#### [Exercises]
A – Using the court opinion, answer these:
(i) Which judge wrote the opinion?
(ii) What town in El Salvador was Crespin's hometown?
(iii) What protection did the prosecutor give Crespin's uncle after the gun incident?
B – Extend the court opinion on the Crespin-Valladares asylum case, picking up right after its final sentence.

------ Reading text

632 F.3d 117 (4th Cir. 2011), 09-1423, Crespin-Valladares v. Holder
|Citation:||632 F.3d 117|
|Opinion Judge:||DIANA GRIBBON MOTZ, Circuit Judge:|
|Party Name:||Orlando CRESPIN-VALLADARES; Sandra Yanira Melgar-Melgar; S.E.C.M.; S.O.C.M., Petitioners, v. Eric H. HOLDER, Jr., Attorney General, Respondent.|
|Attorney:||Jennifer Loraine Swize, Jones Day, Washington, D.C., for Petitioners. Carol Federighi, United States Department of Justice, Washington, D.C., for Respondent. Walter D. Kelley, Jr., Tara Lynn R. Zurawski, Jason B. Taub, Jones Day, Washington, D.C.; Jonathan A. Muenkel, Jones Day, New York, NY, for...|
|Judge Panel:||Before MOTZ, KING, and GREGORY, Circuit Judges. Petition for review granted and case remanded for further proceedings by published opinion. Judge MOTZ wrote the opinion, in which Judge KING and Judge GREGORY joined.|
|Case Date:||February 16, 2011|
|Court:||United States Courts of Appeals, Court of Appeals for the Fourth Circuit|
Argued: Dec. 8, 2010.
[Copyrighted Material Omitted]
Orlando Crespin-Valladares and his wife and children (" the Crespins" ), citizens of El Salvador, petition for review of a final order of removal entered by the Board of Immigration Appeals (BIA). Crespin argues that he and his family deserve asylum because he fears persecution in El Salvador on account of his family ties. An immigration judge (IJ) accepted this argument and granted the Crespins' asylum application, but the BIA vacated and ordered their removal. For the reasons that follow, we grant the Crespins' petition for review and remand to the BIA.
The Crespins seek asylum because of events arising from the murder of Crespin's cousin in El Salvador. We detail those events as Crespin described them in
his testimony, an account that the IJ found credible and that the BIA did not dispute. We then outline the legal proceedings that followed.
In January of 2004, in Crespin's hometown of Sonsonate, El Salvador, four members of the Mara Salvatrucha 13 gang (" MS-13" ) fatally shot Crespin's cousin. Crespin heard the shots as he was walking towards his uncle's house, and he witnessed four MS-13 members fleeing the scene. After arriving at his uncle's house, Crespin described the four men to the police; his description matched the one provided by Crespin's uncle, who had witnessed the murder.
Two weeks later, another shooting occurred in Sonsonate, and the police connected it to the murder of Crespin's cousin. They summoned Crespin and his uncle to the police station, where Crespin saw two of his cousin's four attackers, whom the police had arrested, sitting on a bench inside. The two gang members watched Crespin and his uncle enter a detective's office, at which point Crespin informed the detective that he recognized both attackers. Crespin and his uncle then agreed to testify against the two men.
Shortly thereafter, MS-13 members began threatening Crespin and his uncle. As the murder trial approached, gang members " repeatedly" told Crespin's uncle that they would kill him if he continued cooperating with the police. On one occasion, a gang member held a gun to the uncle's head and pulled the trigger twice, although an apparent malfunction prevented it from firing. The prosecutor subsequently provided the uncle 24-hour police protection. While he was under this protection, MS-13 members threatened his wife. He nonetheless testified as the prosecution's primary eyewitness, and a court convicted both defendants. The other two assailants were not apprehended. The police withdrew the uncle's protection upon the trial's completion, and the same day he fled the country.

------------
------ Dataset section

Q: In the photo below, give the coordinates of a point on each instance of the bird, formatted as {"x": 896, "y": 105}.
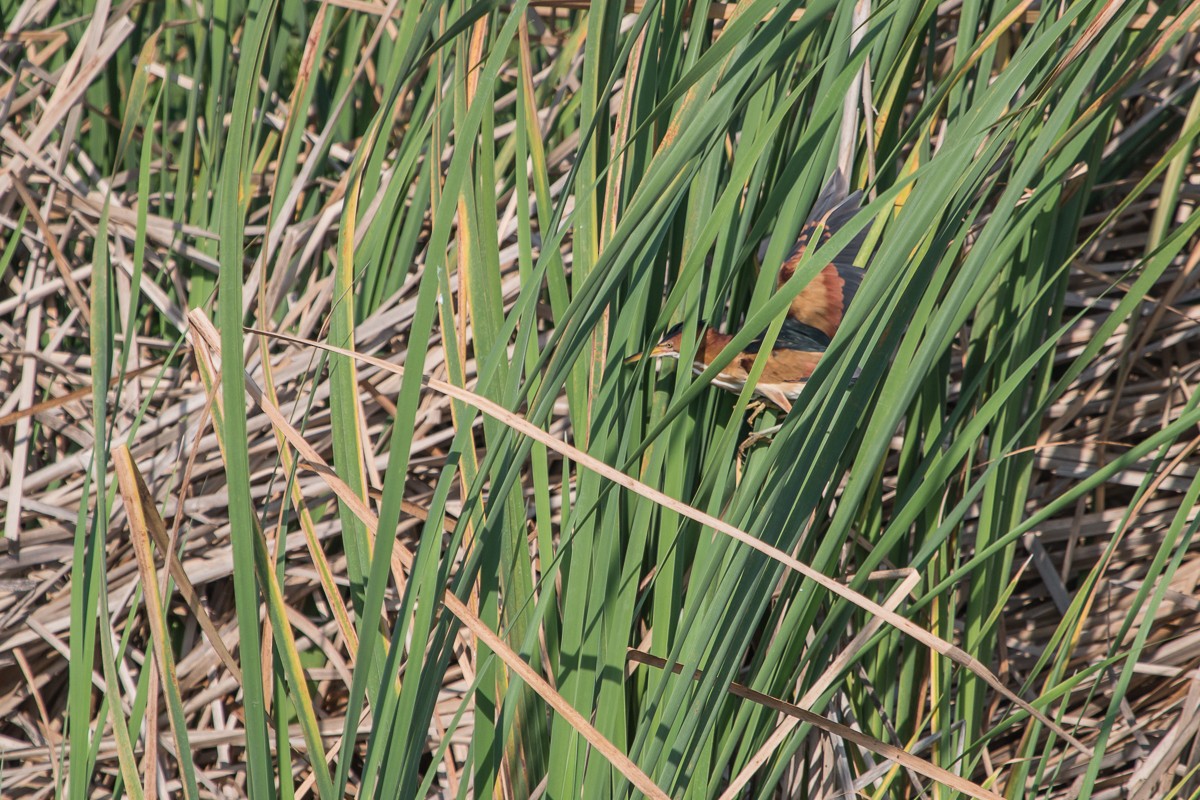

------------

#### [Responses to the tasks]
A –
(i) Diana Gribbon Motz, Circuit Judge
(ii) Sonsonate
(iii) 24-hour police protection

B –
MS-13 similarly threatened Crespin on three occasions. Because he did not witness the murder, however, he received no police protection. The first threat came soon after his encounter with his cousin's attackers at the police station; gang members slipped a note under his door declaring that he would be " next" if he persisted in his cooperation with the police. Upon finding the note, Crespin and his family fled Sonsonate for a relative's home in San Salvador. When Crespin returned to Sonsonate the next month to collect his mail, inside his house he found another note proclaiming that the gang would kill him if he " went to court." Finally, as Crespin drove through Sonsonate later that month, he encountered one of his cousin's killers, who shouted that " you need to shut up or we are going to kill you."
Afraid, Crespin planned his family's escape to the United States. To that end, he left his children with an uncle in San Salvador and, in May or June 2004, traveled with his wife to the United States on tourist visas. They returned to El Salvador after about two months to collect their children and make arrangements for the family's relocation to the United States. On December 26, 2004, United States border patrol agents apprehended the Crespins as they entered the United States.
At the removal hearing, the Crespins conceded their removability but applied for asylum. In particular, Crespin claimed that he harbored a well-founded fear of persecution because of his membership in a social group " consisting of family members
of those who actively oppose gangs in El Salvador by agreeing to be prosecutorial witnesses." Crespin and his wife testified to the facts outlined above. In addition, they provided the written testimony of Luz Nagle, a law professor and former Colombian judge, who explained that MS-13 has murdered government witnesses in the past and that gang members often intimidate their enemies by attacking those enemies' families. Professor Nagle also explained that recent government efforts to control gang violence in El Salvador remain ineffective. Finally, Crespin submitted various news articles and governmental reports analyzing Salvadoran gang violence.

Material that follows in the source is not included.